Extract to read:
But in an uncharacteristically oblique reference, Trotter mentions that ‘Barry Bullen quotes Barthes quoting Nietzsche to the effect that in history-writing there are no facts as such; that is, no fact which is not preceded by a meaning.’ Derrida makes a related argument in ‘Plato’s Pharmacy’, in an account of the seriousness of play:
As soon as it comes into being and into language, play erases itself as such. Just as writing must erase itself as such before truth, etc. The point is that there is no as such where writing or play are concerned. Having no essence, introducing difference as the condition for the presence of essence, opening up the possibility of the double, the copy, the imitation, the simulacrum – the game and the graphë are constantly disappearing as they go along.
It would be possible to substitute the word ‘mess’ for ‘play’ in the foregoing. ‘There is no as such where mess is concerned.’ If mess (and ‘mess-theory’) is, as Trotter consistently claims, an aspect of contingency, accident and chance, ‘mess as such’ is either a tour de force, or a contradiction in terms, or perhaps both at once.
Tacitly and sometimes implicitly, Trotter suggests that the categories in which novels are often discussed by literary critics – condition-of-England novels, sensation novels, bildungsromans, realism, Modernism, naturalism etc – might be rethought in the cognitive and structuralist terms he deploys: ‘we might reconceive some aspects of the English fiction of the 1860s and 1870s in terms of particular socio-rhetorical alignments: metonymy/mess/nausea, metaphor/waste/horror.’ He is a generous and lucid guide to the views and contributions of other critics. Among the most impressive elements of Cooking with Mud are the summaries of trains of thought, or points of view, with which he then takes gentle issue, like the Freudian account of the nervous body that speaks through its symptoms, and the recent critical interest in related questions of hysteria and paranoia. Some of these instructive and incisive summaries appear in the footnotes: e.g. the account of disgust as the product of conceptual trauma in Mary Douglas’s Purity and Danger and Julia Kristeva’s Powers of Horror and the related account of bodily disgust (‘the villain of the piece is either the mouth or the anus’).

Task list:
[a] In the Cooking with Mud review, which two books supply the footnoted account of disgust as the product of conceptual trauma?
[b] Write a continuation of the Cooking with Mud review that picks up after its final sentence.

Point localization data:
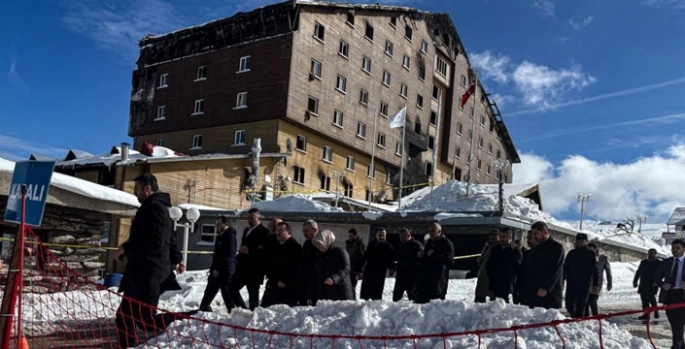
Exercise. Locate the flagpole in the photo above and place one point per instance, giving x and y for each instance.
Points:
(404, 131)
(473, 134)
(372, 170)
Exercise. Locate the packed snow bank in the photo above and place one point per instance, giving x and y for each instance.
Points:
(295, 203)
(384, 318)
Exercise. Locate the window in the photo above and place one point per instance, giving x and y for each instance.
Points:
(313, 105)
(429, 169)
(241, 100)
(301, 143)
(369, 31)
(403, 91)
(381, 140)
(197, 142)
(366, 64)
(386, 78)
(239, 137)
(361, 130)
(316, 69)
(163, 81)
(161, 112)
(199, 107)
(350, 163)
(327, 154)
(338, 118)
(344, 49)
(408, 32)
(384, 108)
(406, 61)
(441, 67)
(341, 84)
(388, 47)
(244, 64)
(364, 97)
(208, 233)
(201, 73)
(319, 31)
(298, 176)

Responses:
[a] Mary Douglas’s Purity and Danger and Julia Kristeva’s Powers of Horror.

[b]
The footnotes in general are exemplary and learned; one could cobble together a good course in 19th-century fiction by just reading the notes and citations at the bottom of the page. The index, alas, is less useful, since it contains none of the theoretical terms Trotter is at such pains to deploy. One searches in vain for ‘waste’, ‘mess’, ‘trash’, ‘disgust’, and ‘rummaging’, not to mention ‘metonymy’, ‘metaphor’ and ‘premature historicisation’, all of which are regularly repeated and combined in the text. This is an odd flaw for a book that aims to be a contribution to the theoretical conversation, and it becomes important when the reader tries to look backward, through the richness of examples, to find the conceptual structure. Yet this absence, too, is perhaps indicative.
Although Trotter’s book is marked by an unusual zeal to tidy and to order into ‘mess-theory’ the ‘mess’ he is describing (‘in this chapter, I have tried to suggest ...’, ‘in the chapters that follow, I take these issues further ...’, ‘the aim of this chapter, and of chapters 7 and 8 ...’), that task is precisely the one he cannot perform if mess is what he says it is. The absence of a conceptual index, the presence there only of the names of authors and their works, is perhaps the sign of the ultimate triumph of ‘mess’ over ‘mess-theory’. Whether or not he compiled the index himself – authors often don’t – the index is, as its name implies, a sign. But perhaps, despite his theoretical gestures to the contrary, this tidy ‘mess’ – a ‘good mess’ – is exactly what Trotter had in mind.